#### Task to carry out
Please select every line in the entries below that contains the word "foliage" and copy each one. Case counts.

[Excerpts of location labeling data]

________

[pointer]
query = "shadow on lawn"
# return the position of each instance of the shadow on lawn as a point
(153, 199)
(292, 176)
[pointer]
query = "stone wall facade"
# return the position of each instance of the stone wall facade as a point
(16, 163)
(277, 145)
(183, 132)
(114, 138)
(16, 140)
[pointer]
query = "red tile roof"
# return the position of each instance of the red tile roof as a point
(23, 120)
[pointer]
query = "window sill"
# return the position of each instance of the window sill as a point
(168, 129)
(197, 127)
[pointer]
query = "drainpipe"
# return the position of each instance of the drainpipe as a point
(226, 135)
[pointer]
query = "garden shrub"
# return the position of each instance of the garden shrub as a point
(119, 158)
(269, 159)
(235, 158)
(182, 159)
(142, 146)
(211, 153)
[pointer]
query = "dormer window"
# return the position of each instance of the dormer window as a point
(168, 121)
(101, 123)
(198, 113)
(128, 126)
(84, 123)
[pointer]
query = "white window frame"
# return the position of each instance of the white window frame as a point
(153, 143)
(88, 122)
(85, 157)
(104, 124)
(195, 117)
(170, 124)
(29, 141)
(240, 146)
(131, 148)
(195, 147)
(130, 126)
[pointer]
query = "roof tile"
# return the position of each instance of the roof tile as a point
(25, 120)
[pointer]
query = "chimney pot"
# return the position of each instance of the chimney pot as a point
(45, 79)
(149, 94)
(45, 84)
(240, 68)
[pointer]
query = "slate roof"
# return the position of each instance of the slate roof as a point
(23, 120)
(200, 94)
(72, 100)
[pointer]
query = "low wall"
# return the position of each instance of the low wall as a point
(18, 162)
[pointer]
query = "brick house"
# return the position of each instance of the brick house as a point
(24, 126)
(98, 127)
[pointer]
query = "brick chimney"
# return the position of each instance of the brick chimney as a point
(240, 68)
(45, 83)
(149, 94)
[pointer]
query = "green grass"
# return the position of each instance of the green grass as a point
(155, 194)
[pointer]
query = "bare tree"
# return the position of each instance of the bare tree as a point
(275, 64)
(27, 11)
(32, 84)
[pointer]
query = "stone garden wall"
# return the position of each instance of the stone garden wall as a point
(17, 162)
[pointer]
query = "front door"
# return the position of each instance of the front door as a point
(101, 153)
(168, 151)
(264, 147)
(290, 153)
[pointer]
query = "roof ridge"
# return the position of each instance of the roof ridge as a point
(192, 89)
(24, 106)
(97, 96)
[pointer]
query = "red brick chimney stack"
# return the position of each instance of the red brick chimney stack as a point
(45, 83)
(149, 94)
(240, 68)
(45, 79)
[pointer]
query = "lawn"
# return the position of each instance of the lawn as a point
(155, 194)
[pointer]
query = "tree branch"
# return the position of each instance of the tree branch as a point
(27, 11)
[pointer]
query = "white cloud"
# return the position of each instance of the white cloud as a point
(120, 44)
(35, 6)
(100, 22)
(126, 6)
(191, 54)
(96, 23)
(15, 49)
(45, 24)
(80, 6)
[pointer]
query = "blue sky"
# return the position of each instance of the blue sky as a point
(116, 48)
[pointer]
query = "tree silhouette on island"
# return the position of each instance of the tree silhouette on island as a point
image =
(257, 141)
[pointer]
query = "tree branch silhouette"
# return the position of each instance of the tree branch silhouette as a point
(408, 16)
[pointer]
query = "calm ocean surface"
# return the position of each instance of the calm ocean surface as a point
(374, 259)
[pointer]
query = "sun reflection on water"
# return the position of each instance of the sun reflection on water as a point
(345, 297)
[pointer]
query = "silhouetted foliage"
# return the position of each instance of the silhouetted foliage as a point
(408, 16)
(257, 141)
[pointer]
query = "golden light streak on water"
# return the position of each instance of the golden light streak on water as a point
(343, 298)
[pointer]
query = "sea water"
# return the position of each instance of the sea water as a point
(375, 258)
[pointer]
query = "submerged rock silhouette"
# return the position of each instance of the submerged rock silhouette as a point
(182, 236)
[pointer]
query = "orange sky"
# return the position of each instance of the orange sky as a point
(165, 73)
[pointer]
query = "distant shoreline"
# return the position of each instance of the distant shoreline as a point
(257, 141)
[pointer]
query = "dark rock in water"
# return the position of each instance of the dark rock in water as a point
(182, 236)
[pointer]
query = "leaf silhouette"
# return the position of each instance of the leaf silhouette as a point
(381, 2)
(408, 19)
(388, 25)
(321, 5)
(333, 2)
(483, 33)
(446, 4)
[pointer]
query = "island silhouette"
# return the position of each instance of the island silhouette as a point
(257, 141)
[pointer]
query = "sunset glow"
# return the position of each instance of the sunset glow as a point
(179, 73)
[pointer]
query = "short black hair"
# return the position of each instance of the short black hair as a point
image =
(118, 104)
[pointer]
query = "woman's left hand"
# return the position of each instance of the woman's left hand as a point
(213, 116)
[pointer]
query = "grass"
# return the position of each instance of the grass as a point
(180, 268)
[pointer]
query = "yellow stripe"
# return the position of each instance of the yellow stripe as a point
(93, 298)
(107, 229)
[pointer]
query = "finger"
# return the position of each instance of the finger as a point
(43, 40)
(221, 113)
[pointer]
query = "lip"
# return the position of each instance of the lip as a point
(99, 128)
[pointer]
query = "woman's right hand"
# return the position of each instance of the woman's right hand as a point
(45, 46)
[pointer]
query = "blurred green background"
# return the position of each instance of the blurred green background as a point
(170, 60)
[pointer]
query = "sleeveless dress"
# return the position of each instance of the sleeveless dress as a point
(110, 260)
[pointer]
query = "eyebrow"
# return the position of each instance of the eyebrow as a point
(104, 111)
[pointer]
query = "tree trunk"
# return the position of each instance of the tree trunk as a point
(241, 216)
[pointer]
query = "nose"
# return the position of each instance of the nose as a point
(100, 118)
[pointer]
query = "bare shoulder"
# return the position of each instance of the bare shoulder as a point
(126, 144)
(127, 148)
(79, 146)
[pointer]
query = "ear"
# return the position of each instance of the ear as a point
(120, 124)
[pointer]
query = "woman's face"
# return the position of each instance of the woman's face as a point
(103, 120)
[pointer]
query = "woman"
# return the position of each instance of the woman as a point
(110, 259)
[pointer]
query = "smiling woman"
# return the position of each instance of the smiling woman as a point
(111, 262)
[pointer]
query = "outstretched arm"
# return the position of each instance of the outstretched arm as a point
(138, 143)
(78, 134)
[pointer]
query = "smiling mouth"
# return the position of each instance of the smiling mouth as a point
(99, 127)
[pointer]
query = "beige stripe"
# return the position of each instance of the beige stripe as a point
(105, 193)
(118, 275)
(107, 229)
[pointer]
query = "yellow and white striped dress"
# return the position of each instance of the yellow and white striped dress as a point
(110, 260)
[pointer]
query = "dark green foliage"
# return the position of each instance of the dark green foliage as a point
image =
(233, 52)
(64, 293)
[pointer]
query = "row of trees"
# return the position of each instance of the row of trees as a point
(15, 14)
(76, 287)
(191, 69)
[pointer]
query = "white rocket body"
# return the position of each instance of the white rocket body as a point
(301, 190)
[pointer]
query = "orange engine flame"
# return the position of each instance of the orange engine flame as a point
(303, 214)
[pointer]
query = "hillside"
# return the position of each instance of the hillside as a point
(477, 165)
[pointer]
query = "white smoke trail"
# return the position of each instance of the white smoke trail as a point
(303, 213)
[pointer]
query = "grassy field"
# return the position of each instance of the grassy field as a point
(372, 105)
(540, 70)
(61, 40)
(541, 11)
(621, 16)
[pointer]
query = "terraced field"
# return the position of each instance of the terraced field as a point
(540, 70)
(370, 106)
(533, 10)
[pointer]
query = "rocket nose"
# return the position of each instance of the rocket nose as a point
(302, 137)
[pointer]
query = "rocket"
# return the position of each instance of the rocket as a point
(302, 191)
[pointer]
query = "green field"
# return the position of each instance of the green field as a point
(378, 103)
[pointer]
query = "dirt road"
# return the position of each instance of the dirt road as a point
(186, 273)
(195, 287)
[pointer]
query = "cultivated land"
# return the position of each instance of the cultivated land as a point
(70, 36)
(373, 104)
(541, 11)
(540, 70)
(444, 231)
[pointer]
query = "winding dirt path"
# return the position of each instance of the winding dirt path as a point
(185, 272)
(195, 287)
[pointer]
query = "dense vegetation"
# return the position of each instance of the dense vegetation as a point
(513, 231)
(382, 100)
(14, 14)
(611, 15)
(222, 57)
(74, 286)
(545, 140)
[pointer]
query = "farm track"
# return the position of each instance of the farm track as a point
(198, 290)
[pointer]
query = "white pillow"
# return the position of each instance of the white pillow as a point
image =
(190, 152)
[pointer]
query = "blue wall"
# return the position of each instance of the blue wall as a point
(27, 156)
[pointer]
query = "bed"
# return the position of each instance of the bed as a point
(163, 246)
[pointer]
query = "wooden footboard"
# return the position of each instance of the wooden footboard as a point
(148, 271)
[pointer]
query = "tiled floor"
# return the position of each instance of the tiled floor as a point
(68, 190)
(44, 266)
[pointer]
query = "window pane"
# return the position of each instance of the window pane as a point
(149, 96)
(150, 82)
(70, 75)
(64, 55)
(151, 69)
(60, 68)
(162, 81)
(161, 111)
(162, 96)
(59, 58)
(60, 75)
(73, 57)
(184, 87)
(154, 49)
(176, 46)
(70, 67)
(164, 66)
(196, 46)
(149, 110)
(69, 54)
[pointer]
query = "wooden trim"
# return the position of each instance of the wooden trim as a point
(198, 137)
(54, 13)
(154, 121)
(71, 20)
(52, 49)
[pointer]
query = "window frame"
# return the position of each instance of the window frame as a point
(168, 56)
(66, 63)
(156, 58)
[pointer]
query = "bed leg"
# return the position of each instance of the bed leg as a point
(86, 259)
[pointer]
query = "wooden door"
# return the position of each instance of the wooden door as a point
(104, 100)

________

#### Result of the exercise
query = "silhouetted foliage"
# return the position of each instance of the silhouetted foliage as a point
query = "dark green foliage"
# return the position of each instance of the dark green foliage as a point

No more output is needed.